[EXERCISE TASK] Please report every line of the entries below that contains the word "strap", copying each such line in full.

[INPUT DATA]
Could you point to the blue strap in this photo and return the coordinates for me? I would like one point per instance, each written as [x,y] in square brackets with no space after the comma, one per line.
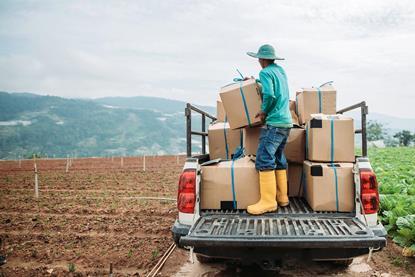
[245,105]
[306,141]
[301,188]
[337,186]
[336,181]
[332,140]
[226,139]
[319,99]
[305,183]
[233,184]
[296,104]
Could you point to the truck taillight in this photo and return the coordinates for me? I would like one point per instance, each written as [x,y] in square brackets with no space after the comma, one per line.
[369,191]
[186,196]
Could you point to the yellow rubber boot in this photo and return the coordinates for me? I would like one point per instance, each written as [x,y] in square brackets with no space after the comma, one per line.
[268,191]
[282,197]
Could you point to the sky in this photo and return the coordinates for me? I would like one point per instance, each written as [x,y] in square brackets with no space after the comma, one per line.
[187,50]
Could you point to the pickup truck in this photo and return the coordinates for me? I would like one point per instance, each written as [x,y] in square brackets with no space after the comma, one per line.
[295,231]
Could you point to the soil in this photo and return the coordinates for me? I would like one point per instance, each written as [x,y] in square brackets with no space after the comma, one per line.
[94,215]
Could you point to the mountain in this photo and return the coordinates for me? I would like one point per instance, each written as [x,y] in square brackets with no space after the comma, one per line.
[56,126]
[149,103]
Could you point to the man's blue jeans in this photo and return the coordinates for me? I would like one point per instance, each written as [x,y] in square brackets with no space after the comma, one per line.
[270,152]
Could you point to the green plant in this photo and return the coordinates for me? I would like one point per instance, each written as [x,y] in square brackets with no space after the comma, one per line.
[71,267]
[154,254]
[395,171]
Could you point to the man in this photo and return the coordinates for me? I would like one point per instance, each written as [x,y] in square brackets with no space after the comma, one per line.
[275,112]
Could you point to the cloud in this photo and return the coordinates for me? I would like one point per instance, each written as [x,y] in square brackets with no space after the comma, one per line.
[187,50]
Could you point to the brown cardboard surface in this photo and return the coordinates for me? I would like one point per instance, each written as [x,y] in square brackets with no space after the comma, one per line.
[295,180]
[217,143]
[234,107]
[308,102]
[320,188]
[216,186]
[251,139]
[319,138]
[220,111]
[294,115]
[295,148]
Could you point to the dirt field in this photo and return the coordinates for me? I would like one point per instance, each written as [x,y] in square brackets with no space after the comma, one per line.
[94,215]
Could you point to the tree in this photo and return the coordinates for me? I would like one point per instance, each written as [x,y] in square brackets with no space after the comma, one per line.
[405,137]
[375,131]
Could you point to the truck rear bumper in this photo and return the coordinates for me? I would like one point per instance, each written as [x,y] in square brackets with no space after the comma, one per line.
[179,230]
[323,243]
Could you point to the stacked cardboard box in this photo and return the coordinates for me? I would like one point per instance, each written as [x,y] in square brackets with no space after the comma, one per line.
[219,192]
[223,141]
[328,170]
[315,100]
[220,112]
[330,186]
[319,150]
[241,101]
...
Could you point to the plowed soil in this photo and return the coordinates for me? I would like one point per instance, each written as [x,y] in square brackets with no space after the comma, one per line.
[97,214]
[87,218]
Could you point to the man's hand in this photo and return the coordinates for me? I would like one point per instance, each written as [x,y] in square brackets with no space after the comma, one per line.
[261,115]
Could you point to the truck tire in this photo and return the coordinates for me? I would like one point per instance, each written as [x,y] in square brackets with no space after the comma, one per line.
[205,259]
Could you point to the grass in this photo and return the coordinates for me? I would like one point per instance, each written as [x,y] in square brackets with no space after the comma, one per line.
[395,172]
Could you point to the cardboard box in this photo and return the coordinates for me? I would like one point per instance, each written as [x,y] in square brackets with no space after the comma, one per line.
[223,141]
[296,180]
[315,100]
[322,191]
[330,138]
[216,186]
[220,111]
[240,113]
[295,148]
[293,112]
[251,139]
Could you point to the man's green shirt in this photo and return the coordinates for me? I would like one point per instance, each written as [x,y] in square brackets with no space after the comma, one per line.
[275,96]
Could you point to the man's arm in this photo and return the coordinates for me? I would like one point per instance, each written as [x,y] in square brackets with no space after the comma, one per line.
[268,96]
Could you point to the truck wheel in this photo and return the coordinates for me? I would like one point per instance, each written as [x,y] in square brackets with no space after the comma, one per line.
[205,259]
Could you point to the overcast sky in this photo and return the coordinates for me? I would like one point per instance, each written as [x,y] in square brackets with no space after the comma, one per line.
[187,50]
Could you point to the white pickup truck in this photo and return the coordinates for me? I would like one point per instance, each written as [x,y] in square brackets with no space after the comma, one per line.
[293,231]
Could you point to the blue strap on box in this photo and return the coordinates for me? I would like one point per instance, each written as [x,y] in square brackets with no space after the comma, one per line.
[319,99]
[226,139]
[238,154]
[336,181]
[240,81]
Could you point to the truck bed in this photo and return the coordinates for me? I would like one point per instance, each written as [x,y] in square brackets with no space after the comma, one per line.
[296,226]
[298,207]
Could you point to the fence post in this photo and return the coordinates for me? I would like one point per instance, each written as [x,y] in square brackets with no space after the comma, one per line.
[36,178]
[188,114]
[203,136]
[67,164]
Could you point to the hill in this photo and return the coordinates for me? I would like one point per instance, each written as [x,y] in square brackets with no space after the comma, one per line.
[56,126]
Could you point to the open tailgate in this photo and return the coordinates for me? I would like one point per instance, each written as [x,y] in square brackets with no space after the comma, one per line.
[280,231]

[EXERCISE SOLUTION]
Could you point to the blue strap in this photo and return the coordinates for me? I would like one point per instance, each written as [x,y] in square brackets with no space after the comma, one per line.
Could you point to the blue strap on box in this photo and return the coordinates for me? I would like one point per instance, each written as [x,y] in square brackets with no space after the comma, one per line.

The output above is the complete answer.